**WRITTEN TASK**
Rescale the entries below, starting at the line that contains "the strawberry stem" and running through the final line of the entries, both included. Repeat each of those lines, requests too, and multiply every coordinate in the answers by 2.25, rounding to whole numbers with halves going up.

* START *

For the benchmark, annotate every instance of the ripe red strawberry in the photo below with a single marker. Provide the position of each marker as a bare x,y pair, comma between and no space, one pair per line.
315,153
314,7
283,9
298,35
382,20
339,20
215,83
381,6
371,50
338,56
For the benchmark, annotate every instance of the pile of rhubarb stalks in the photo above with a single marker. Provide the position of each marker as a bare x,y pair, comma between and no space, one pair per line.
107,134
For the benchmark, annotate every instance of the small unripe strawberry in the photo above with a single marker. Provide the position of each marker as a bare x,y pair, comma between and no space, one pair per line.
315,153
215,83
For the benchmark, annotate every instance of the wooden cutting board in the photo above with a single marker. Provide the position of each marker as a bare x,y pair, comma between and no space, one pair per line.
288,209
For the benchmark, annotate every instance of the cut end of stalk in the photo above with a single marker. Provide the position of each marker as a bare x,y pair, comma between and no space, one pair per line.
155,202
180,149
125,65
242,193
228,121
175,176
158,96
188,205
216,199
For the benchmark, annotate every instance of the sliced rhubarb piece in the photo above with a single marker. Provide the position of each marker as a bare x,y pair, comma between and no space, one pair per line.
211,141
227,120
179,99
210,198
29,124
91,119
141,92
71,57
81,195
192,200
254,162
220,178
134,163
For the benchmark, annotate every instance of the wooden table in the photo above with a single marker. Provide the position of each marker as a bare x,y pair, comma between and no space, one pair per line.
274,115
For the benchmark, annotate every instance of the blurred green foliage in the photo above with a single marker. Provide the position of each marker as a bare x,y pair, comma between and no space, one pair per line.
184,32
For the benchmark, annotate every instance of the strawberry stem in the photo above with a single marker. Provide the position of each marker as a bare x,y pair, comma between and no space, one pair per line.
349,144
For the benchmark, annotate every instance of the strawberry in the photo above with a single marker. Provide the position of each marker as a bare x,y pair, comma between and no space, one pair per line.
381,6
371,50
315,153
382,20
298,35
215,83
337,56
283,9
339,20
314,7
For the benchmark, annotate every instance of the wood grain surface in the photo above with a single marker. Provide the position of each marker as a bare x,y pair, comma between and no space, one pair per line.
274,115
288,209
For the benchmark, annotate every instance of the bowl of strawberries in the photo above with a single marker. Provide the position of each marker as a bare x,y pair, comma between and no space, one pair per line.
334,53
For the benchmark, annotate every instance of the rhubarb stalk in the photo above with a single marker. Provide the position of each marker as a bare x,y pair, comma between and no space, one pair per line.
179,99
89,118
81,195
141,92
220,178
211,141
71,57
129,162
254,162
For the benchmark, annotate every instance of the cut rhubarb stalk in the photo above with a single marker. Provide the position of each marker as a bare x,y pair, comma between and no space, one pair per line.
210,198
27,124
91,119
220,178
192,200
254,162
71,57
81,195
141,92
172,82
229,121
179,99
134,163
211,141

* END *

**EXERCISE OUTPUT**
For the benchmark, annotate every instance of the strawberry stem in the photo above with a single marker. Provide the position of each marker as a bare x,y pair, comma between and no space, one pair per line.
785,324
For the benchmark, annotate every instance of the strawberry in the photo above with a single marker. Provide the position of each marker as a bare x,y pair, comma between and no space, one pair per line.
857,14
835,113
709,344
860,45
671,79
484,187
758,126
637,20
763,45
707,16
For the benchmark, annotate every instance of the wood grain surface in the photo above with a single marker. Provide the position of each marker as a bare x,y pair, comma between and no space, one pair per line.
617,259
648,470
For the benchmark, annotate every instance of the bowl of strawberries in the photo above with a single marker. Provide the position of each marker as a bare x,y pair, comma between and no space, one pair per line.
752,119
For the benchmark, annotate every instance of the rhubarb stalk in the photo above with a single marker. Provide the position of each marker as a bare x,y pair, comma between and no space, one pair per line.
403,223
200,266
182,439
317,207
495,401
475,317
160,128
290,365
572,365
For the benchmark, annotate every instance of the cut rhubarb stalk in the photo above with a single marker. Provide the position of each marker as a bare x,y pair, comma between and no space, one pair per line.
473,446
61,279
205,268
495,401
432,450
572,365
160,128
182,439
317,207
387,185
515,272
403,223
302,367
475,317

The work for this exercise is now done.